▸ **PROBLEM DESCRIPTION**
Format the data from the line containing "of the group" through the line containing "[[187, 202], [273, 244], [74, 240]]", inclusive, as a JSON list of strings, one per line, omitting any blank lines.

▸ **DATA EXTRACT**
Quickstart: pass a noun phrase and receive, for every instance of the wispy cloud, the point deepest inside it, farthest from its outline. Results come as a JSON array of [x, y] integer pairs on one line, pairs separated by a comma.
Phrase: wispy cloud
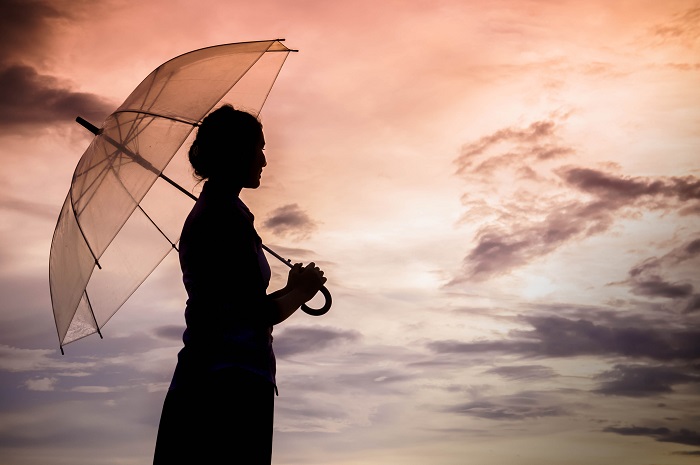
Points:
[[553, 336], [518, 406], [290, 221], [662, 434], [298, 339], [649, 277], [643, 381], [546, 203]]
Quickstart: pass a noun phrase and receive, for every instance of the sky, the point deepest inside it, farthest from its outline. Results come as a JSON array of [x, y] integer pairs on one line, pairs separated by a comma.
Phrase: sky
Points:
[[503, 194]]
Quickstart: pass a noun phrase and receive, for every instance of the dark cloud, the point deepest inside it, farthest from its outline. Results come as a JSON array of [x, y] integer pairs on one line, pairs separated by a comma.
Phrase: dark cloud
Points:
[[647, 278], [661, 434], [171, 332], [29, 98], [552, 204], [624, 189], [519, 406], [562, 337], [643, 381], [290, 220], [296, 340], [538, 141]]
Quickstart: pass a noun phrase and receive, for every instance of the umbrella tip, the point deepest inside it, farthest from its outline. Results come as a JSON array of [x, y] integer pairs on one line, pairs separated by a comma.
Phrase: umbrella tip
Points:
[[87, 125]]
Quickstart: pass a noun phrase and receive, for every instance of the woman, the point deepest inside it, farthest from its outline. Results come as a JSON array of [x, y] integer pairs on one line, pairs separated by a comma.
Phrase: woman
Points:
[[219, 407]]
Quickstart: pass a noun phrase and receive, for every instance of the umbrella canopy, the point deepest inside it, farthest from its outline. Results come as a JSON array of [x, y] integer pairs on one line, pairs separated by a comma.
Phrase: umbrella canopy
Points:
[[120, 218]]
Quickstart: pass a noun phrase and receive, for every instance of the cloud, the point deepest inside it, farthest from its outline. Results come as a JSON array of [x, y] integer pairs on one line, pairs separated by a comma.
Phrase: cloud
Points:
[[523, 372], [647, 278], [290, 220], [24, 26], [537, 142], [28, 98], [519, 406], [643, 381], [661, 434], [553, 336], [682, 28], [41, 384], [538, 204], [296, 339]]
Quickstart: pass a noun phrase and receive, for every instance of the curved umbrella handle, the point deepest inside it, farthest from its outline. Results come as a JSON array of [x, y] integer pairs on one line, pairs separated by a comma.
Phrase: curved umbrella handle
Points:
[[319, 311], [308, 310]]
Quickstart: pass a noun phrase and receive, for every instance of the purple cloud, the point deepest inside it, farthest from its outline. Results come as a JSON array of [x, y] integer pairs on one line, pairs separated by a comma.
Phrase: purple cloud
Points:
[[290, 220], [549, 204]]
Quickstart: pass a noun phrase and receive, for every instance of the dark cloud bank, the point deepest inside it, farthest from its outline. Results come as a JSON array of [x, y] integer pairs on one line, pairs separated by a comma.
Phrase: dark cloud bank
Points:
[[572, 202], [30, 99]]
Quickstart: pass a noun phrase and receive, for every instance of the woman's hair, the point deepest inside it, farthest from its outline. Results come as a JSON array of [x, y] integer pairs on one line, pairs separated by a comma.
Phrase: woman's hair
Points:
[[225, 142]]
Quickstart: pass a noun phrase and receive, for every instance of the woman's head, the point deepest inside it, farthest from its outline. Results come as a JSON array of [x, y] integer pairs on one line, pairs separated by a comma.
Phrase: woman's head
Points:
[[228, 144]]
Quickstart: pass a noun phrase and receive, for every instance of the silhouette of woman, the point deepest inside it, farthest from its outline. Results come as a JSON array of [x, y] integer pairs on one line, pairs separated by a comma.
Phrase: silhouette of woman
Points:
[[220, 404]]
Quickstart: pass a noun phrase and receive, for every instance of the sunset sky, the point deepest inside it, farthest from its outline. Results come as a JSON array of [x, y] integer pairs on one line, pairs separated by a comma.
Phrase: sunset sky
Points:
[[504, 195]]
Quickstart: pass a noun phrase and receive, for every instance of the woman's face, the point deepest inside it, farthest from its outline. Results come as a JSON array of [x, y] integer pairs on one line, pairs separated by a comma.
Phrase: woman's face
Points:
[[259, 162]]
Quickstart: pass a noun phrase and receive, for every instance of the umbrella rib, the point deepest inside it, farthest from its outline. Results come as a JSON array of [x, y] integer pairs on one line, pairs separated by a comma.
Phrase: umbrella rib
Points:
[[80, 228], [158, 228], [97, 325], [158, 115]]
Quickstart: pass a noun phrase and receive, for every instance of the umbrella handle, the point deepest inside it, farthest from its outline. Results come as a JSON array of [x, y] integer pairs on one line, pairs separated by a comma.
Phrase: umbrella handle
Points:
[[308, 310], [323, 310]]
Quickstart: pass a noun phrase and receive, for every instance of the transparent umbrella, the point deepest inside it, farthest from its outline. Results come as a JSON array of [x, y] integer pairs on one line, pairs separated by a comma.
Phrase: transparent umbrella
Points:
[[125, 207]]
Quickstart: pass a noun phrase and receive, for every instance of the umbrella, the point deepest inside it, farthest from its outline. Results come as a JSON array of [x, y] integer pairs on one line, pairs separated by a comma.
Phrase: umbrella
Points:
[[125, 209]]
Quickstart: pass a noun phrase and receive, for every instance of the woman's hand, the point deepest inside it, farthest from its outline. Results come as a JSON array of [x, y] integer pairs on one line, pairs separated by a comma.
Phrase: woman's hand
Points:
[[306, 279]]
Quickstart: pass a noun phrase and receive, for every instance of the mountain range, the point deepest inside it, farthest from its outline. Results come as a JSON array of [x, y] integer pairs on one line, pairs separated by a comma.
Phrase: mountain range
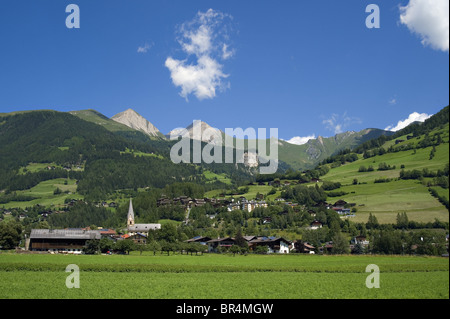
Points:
[[299, 157]]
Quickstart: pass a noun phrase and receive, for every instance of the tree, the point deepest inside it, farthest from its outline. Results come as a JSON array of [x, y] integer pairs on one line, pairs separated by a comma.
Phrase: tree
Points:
[[402, 220], [10, 234], [154, 246], [235, 249], [168, 232], [372, 223], [92, 247], [261, 250], [340, 244], [106, 244], [240, 240], [125, 246]]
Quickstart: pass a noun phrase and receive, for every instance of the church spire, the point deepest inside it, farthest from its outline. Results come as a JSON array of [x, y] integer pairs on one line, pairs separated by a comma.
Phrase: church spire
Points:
[[130, 217]]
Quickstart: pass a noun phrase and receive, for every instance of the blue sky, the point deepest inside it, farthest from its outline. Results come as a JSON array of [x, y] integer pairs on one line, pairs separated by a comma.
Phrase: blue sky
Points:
[[308, 68]]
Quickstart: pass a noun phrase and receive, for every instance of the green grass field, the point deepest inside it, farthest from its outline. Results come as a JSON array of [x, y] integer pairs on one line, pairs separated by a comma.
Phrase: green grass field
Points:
[[212, 276]]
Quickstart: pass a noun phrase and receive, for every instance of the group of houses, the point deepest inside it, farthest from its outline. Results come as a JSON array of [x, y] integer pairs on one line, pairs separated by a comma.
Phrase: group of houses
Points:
[[187, 202], [273, 244], [74, 240]]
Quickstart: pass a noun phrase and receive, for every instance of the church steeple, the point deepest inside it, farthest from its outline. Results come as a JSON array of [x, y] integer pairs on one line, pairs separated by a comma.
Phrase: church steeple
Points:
[[130, 217]]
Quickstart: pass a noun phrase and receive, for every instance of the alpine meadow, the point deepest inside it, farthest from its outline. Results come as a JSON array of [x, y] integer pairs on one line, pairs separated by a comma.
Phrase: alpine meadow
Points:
[[117, 130]]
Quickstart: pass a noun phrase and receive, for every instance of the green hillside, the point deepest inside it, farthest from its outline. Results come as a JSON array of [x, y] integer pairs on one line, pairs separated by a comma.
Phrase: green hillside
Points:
[[99, 119], [384, 193], [308, 155]]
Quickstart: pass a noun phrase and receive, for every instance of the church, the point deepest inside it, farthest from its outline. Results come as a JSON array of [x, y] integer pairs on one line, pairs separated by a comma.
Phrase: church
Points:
[[138, 229]]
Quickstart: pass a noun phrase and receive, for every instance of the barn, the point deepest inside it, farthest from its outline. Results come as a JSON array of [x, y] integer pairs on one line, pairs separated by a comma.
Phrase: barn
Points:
[[70, 240]]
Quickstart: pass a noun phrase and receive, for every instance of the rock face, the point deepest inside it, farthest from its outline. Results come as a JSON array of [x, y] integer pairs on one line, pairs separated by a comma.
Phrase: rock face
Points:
[[199, 130], [135, 121]]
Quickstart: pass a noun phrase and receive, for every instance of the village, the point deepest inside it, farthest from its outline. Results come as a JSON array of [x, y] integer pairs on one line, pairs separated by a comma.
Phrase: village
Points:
[[74, 241]]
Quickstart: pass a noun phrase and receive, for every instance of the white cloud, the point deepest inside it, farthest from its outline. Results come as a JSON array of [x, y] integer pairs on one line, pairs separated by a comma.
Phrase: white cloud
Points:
[[393, 101], [413, 117], [430, 20], [298, 140], [204, 38], [145, 48], [338, 123]]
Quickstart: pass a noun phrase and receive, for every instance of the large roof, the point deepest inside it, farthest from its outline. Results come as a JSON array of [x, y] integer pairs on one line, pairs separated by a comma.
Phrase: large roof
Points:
[[143, 227], [130, 211], [64, 233]]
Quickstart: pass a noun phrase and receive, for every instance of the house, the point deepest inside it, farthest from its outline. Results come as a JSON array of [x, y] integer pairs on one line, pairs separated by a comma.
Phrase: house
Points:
[[312, 213], [107, 232], [139, 238], [214, 245], [274, 245], [60, 240], [315, 225], [359, 240], [199, 239], [134, 229], [304, 247], [340, 204]]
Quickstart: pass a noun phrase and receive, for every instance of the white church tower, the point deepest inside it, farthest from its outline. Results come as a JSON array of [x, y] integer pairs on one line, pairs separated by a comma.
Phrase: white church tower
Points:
[[130, 217]]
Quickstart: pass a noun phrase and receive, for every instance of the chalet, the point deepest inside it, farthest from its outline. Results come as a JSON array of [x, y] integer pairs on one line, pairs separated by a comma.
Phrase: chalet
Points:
[[312, 213], [220, 243], [315, 225], [304, 247], [274, 245], [139, 238], [107, 232], [340, 204], [199, 239], [64, 240], [359, 240], [134, 229], [342, 211]]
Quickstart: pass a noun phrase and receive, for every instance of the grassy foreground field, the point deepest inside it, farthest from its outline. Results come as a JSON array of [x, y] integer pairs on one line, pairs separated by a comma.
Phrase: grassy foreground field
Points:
[[216, 276]]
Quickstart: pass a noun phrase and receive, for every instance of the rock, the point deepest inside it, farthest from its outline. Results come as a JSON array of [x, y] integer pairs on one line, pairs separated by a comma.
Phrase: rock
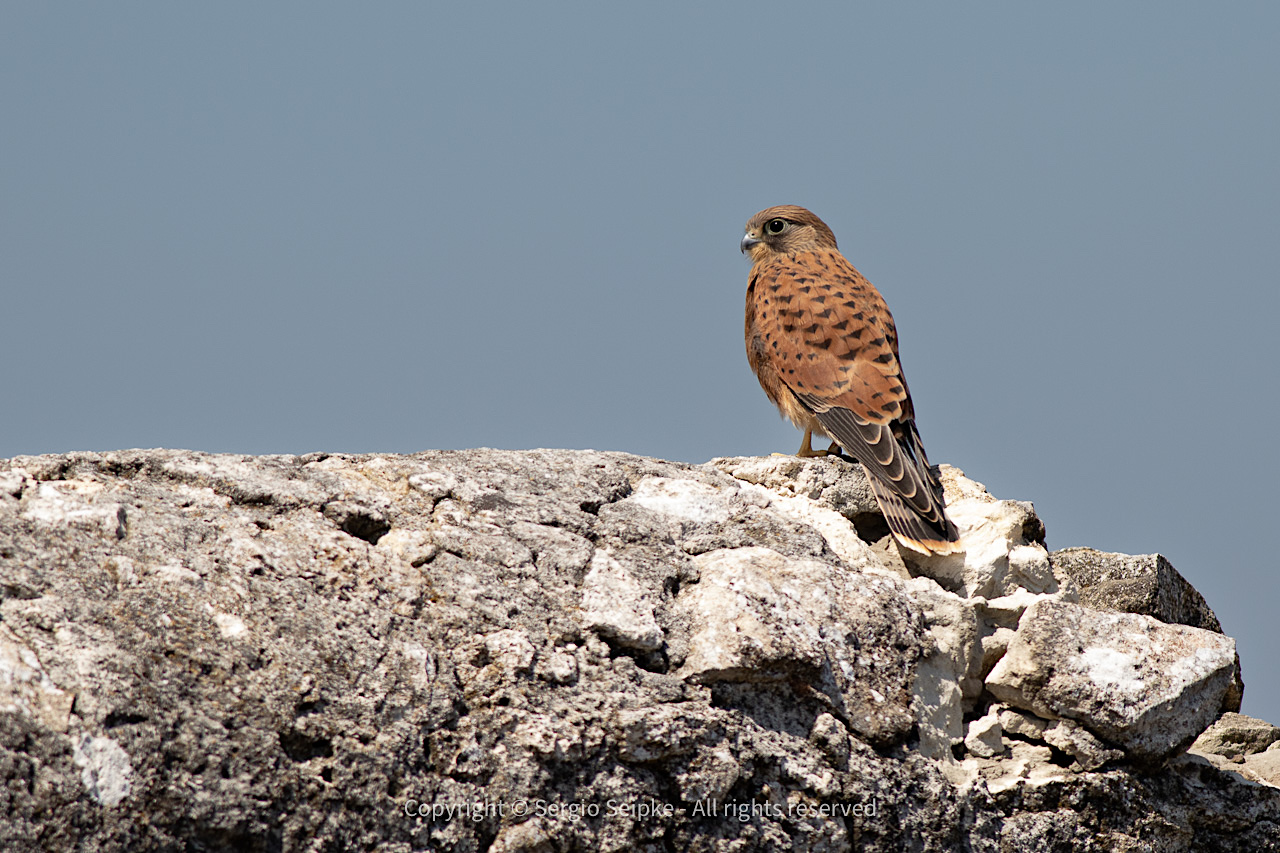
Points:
[[1134, 584], [545, 651], [759, 616], [1002, 544], [1132, 680], [1142, 584], [1235, 735], [983, 738]]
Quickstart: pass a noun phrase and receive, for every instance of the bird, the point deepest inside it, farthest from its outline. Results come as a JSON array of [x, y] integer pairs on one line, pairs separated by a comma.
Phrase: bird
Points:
[[823, 345]]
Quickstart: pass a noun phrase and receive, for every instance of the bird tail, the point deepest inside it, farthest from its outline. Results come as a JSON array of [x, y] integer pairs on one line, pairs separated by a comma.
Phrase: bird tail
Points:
[[913, 530]]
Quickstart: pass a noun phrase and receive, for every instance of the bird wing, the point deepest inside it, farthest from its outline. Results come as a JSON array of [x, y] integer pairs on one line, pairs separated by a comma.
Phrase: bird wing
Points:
[[832, 341]]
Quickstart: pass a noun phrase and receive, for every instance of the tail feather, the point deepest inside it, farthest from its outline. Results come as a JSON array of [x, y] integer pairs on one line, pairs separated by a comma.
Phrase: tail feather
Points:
[[912, 529]]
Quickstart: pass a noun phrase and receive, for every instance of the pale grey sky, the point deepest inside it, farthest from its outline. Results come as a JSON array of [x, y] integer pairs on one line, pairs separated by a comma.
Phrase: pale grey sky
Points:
[[298, 227]]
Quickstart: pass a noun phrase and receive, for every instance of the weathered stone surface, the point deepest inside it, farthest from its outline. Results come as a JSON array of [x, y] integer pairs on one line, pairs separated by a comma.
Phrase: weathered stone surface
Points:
[[1134, 682], [1142, 584], [535, 651], [1136, 584], [1235, 735], [759, 616]]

▸ **THE OUTPUT**
[
  "Quickstart: pass a noun phrase and receive, for every instance of the group of houses, the point deepest inside it, farthest from its outline. Results come as a JSON array of [x, y] integer pairs on one line, pairs separated by a comma.",
  "Phrase: group of houses",
  "Points:",
  "[[187, 202], [273, 244], [74, 240]]"
]